━━ Records for this task ━━

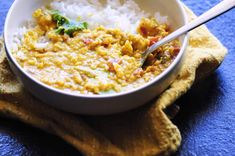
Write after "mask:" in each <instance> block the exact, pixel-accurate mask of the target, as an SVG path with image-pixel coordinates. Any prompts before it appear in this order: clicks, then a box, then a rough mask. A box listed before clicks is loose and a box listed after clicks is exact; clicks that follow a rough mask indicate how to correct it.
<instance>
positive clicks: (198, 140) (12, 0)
mask: <svg viewBox="0 0 235 156" xmlns="http://www.w3.org/2000/svg"><path fill="white" fill-rule="evenodd" d="M220 1H221V0H183V2H185V4H187V5H188V6H189V7H190V8H191V9H192V10H193V11H194V12H195V13H196V14H197V15H200V14H202V13H203V12H205V11H206V10H208V9H209V8H211V7H213V6H214V5H216V4H217V3H219V2H220ZM12 2H13V0H0V33H1V32H2V30H3V25H4V20H5V17H6V14H7V11H8V9H9V7H10V6H11V4H12ZM207 26H208V27H209V29H210V30H211V32H212V33H213V34H214V35H215V36H216V37H218V38H219V40H220V41H221V42H222V43H223V44H224V45H225V46H226V47H227V48H228V50H229V54H228V55H227V57H226V59H225V61H224V62H223V64H222V65H221V66H220V68H219V69H218V70H217V71H216V72H215V73H214V74H212V75H211V76H210V77H208V78H207V79H206V80H204V81H203V82H200V83H198V84H197V85H195V86H194V87H193V88H192V89H191V90H190V91H189V92H188V93H187V94H186V95H185V96H183V97H182V98H180V99H179V100H178V101H177V103H178V104H179V105H180V107H181V110H180V112H179V114H178V115H177V116H176V118H175V119H174V120H173V122H174V123H175V124H176V125H177V126H178V127H179V129H180V131H181V133H182V145H181V147H180V149H179V151H178V152H177V153H176V154H174V155H175V156H181V155H182V156H197V155H198V156H204V155H208V156H232V155H235V70H234V69H235V39H234V37H235V9H234V10H231V11H229V12H228V13H227V14H225V15H222V16H220V17H219V18H217V19H215V20H213V21H211V22H209V23H208V24H207ZM0 155H33V156H41V155H42V156H44V155H48V156H60V155H79V153H78V152H77V151H76V150H75V149H74V148H73V147H71V146H70V145H68V144H66V143H65V142H64V141H62V140H60V139H59V138H57V137H56V136H52V135H49V134H47V133H45V132H42V131H40V130H38V129H35V128H32V127H30V126H27V125H25V124H22V123H20V122H18V121H14V120H9V119H5V118H0Z"/></svg>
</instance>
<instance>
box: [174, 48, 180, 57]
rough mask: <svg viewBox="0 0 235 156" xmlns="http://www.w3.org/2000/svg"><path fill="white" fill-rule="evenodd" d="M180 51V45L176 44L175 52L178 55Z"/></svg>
mask: <svg viewBox="0 0 235 156" xmlns="http://www.w3.org/2000/svg"><path fill="white" fill-rule="evenodd" d="M179 52H180V47H179V46H174V54H175V56H176V55H178V53H179Z"/></svg>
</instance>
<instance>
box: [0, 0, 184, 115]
mask: <svg viewBox="0 0 235 156" xmlns="http://www.w3.org/2000/svg"><path fill="white" fill-rule="evenodd" d="M135 1H136V2H137V4H139V6H140V7H141V8H142V9H143V10H145V11H146V12H150V13H155V12H160V13H161V14H162V15H164V16H168V18H169V22H170V24H171V26H172V27H173V29H177V28H178V27H180V26H182V25H184V24H186V22H187V20H186V14H185V12H184V9H183V7H182V4H181V2H180V1H179V0H164V1H163V0H146V1H142V0H135ZM49 2H50V0H15V2H14V3H13V5H12V7H11V9H10V10H9V12H8V15H7V18H6V22H5V27H4V39H5V47H6V51H7V58H8V60H9V62H10V66H11V68H12V70H13V71H14V73H15V74H16V75H17V77H18V78H19V80H20V81H21V82H22V83H23V85H24V87H25V88H26V89H27V90H28V91H29V92H31V93H32V94H33V95H34V96H35V97H37V98H38V99H40V100H42V101H43V102H45V103H47V104H49V105H52V106H54V107H56V108H59V109H62V110H65V111H68V112H72V113H79V114H87V115H106V114H113V113H119V112H123V111H127V110H130V109H133V108H136V107H139V106H141V105H143V104H145V103H147V102H148V101H150V100H151V99H153V98H154V97H156V96H158V95H159V94H160V93H161V92H162V91H163V90H165V89H166V88H167V87H168V86H169V85H170V84H171V82H172V81H173V80H174V79H175V78H176V76H177V73H178V71H179V69H180V67H181V62H182V58H183V55H184V52H185V49H186V46H187V40H188V38H187V35H185V36H182V37H181V38H180V41H181V51H180V53H179V54H178V56H177V58H176V59H175V60H174V62H173V63H172V64H171V65H170V67H168V68H167V69H166V70H165V71H164V72H163V73H162V74H160V75H159V76H157V77H156V78H155V79H154V80H152V81H151V82H149V83H146V84H145V85H143V86H142V87H140V88H137V89H134V90H131V91H128V92H122V93H117V94H114V95H80V94H71V93H68V92H64V91H61V90H58V89H55V88H52V87H50V86H47V85H45V84H43V83H41V82H40V81H38V80H36V79H35V78H33V77H32V76H30V75H29V74H28V73H26V72H25V71H24V70H23V69H22V68H21V67H20V65H19V64H18V63H17V61H16V60H15V58H14V57H13V56H12V53H11V49H12V46H13V34H14V32H16V31H17V28H18V27H20V26H21V25H22V24H23V23H24V22H25V21H26V20H28V19H30V18H31V16H32V13H33V12H34V11H35V10H36V9H37V8H39V7H41V6H43V5H46V4H48V3H49Z"/></svg>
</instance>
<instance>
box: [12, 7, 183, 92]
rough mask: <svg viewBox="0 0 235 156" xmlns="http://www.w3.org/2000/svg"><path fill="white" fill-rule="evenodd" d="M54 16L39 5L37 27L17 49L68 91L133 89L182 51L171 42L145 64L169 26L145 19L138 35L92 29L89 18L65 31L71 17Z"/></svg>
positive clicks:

━━━

→ **Assigned task**: Verbatim repetition of the entries is required, excluding any pictures.

→ **Solution for this exercise**:
Write after "mask:" in each <instance> block the exact, pixel-accurate mask of the target, as an SVG path with image-pixel coordinates. Any prompts before it appear in this order: clicks, then a box, then a rough mask. A box listed before clicks is loose and a box listed after clicks is exact; clicks that follow a rough mask indicate how to correct it.
<instance>
positive clicks: (198, 140) (12, 0)
mask: <svg viewBox="0 0 235 156" xmlns="http://www.w3.org/2000/svg"><path fill="white" fill-rule="evenodd" d="M220 1H221V0H183V2H185V4H187V5H188V6H189V7H190V8H191V9H192V10H193V11H194V12H195V13H196V14H197V15H200V14H202V13H203V12H205V11H206V10H208V9H209V8H211V7H213V6H214V5H216V4H217V3H219V2H220ZM12 2H13V0H0V33H1V32H2V30H3V25H4V20H5V17H6V14H7V11H8V9H9V7H10V6H11V4H12ZM207 26H208V27H209V29H210V30H211V32H212V33H213V34H214V35H215V36H216V37H218V38H219V40H220V41H221V42H222V43H223V44H224V45H225V46H226V47H227V48H228V50H229V54H228V55H227V57H226V59H225V61H224V62H223V64H222V65H221V66H220V68H219V69H218V70H217V71H216V72H215V73H214V74H212V75H211V76H210V77H208V78H207V79H206V80H204V81H203V82H200V83H198V84H197V85H195V86H194V87H193V88H192V89H191V90H190V91H189V92H188V93H187V94H186V95H185V96H183V97H182V98H180V99H179V100H178V101H177V103H178V104H179V105H180V107H181V110H180V112H179V114H178V115H177V116H176V118H175V119H174V120H173V122H174V123H175V124H176V125H177V126H178V127H179V129H180V131H181V133H182V145H181V147H180V149H179V151H178V152H177V153H176V154H174V155H175V156H181V155H182V156H197V155H198V156H204V155H208V156H232V155H235V70H234V69H235V39H234V37H235V9H234V10H231V11H229V12H228V13H227V14H225V15H222V16H220V17H219V18H217V19H215V20H213V21H211V22H209V23H208V24H207ZM0 155H33V156H41V155H42V156H44V155H48V156H60V155H79V153H78V152H77V151H76V150H75V149H74V148H73V147H71V146H70V145H68V144H66V143H65V142H64V141H62V140H60V139H59V138H57V137H56V136H52V135H49V134H47V133H45V132H42V131H40V130H38V129H35V128H32V127H30V126H27V125H25V124H22V123H20V122H18V121H14V120H9V119H5V118H0Z"/></svg>
</instance>
<instance>
box: [174, 48, 180, 57]
rough mask: <svg viewBox="0 0 235 156" xmlns="http://www.w3.org/2000/svg"><path fill="white" fill-rule="evenodd" d="M180 51V45L176 44L175 52L178 55Z"/></svg>
mask: <svg viewBox="0 0 235 156" xmlns="http://www.w3.org/2000/svg"><path fill="white" fill-rule="evenodd" d="M179 52H180V47H179V46H174V54H175V56H176V55H178V53H179Z"/></svg>
</instance>
<instance>
box: [0, 0, 184, 115]
mask: <svg viewBox="0 0 235 156" xmlns="http://www.w3.org/2000/svg"><path fill="white" fill-rule="evenodd" d="M135 1H136V2H137V4H139V6H140V7H141V8H142V9H143V10H145V11H146V12H150V13H155V12H160V13H161V14H162V15H164V16H168V18H169V22H170V24H171V26H172V27H173V29H177V28H178V27H180V26H182V25H184V24H186V22H187V20H186V14H185V12H184V9H183V7H182V4H181V2H180V1H179V0H164V1H163V0H146V1H142V0H135ZM49 2H50V0H15V2H14V3H13V5H12V7H11V9H10V10H9V12H8V15H7V18H6V22H5V27H4V39H5V47H6V51H7V58H8V60H9V62H10V66H11V68H12V70H13V71H14V73H15V74H16V75H17V77H18V78H19V80H20V81H21V82H22V83H23V85H24V87H25V88H26V89H27V90H28V91H29V92H31V93H32V94H33V95H34V96H35V97H37V98H38V99H40V100H42V101H43V102H45V103H47V104H49V105H52V106H54V107H56V108H59V109H62V110H65V111H68V112H72V113H79V114H87V115H106V114H113V113H119V112H123V111H127V110H130V109H133V108H136V107H139V106H141V105H143V104H145V103H147V102H148V101H150V100H151V99H153V98H154V97H156V96H158V95H159V94H160V93H161V92H162V91H163V90H165V89H166V88H167V87H168V86H169V85H170V84H171V82H172V81H173V80H174V79H175V78H176V76H177V73H178V71H179V69H180V67H181V62H182V58H183V55H184V52H185V49H186V46H187V40H188V38H187V35H185V36H182V37H181V38H180V41H181V51H180V53H179V54H178V56H177V58H176V59H175V60H174V62H173V63H172V64H171V65H170V67H168V68H167V69H166V70H165V71H164V72H163V73H162V74H160V75H159V76H157V77H156V78H155V79H154V80H152V81H151V82H149V83H146V84H145V85H143V86H142V87H140V88H137V89H134V90H131V91H128V92H122V93H117V94H114V95H80V94H71V93H68V92H64V91H61V90H58V89H55V88H52V87H50V86H47V85H45V84H43V83H41V82H40V81H38V80H36V79H35V78H33V77H32V76H30V75H29V74H28V73H26V72H25V71H24V70H23V69H22V68H21V67H20V65H19V64H18V63H17V61H16V60H15V58H14V57H13V56H12V53H11V49H12V46H13V34H14V32H16V31H17V28H18V27H20V26H21V25H22V24H23V23H24V22H25V21H26V20H28V19H30V18H31V16H32V13H33V12H34V11H35V10H36V9H37V8H39V7H41V6H43V5H46V4H48V3H49Z"/></svg>
</instance>
<instance>
box: [12, 7, 183, 92]
rough mask: <svg viewBox="0 0 235 156" xmlns="http://www.w3.org/2000/svg"><path fill="white" fill-rule="evenodd" d="M54 16L39 5L37 27L17 49L68 91L133 89L182 51L171 42L145 64L169 26L145 19L138 35L92 29L89 18L65 31L71 17Z"/></svg>
positive clicks:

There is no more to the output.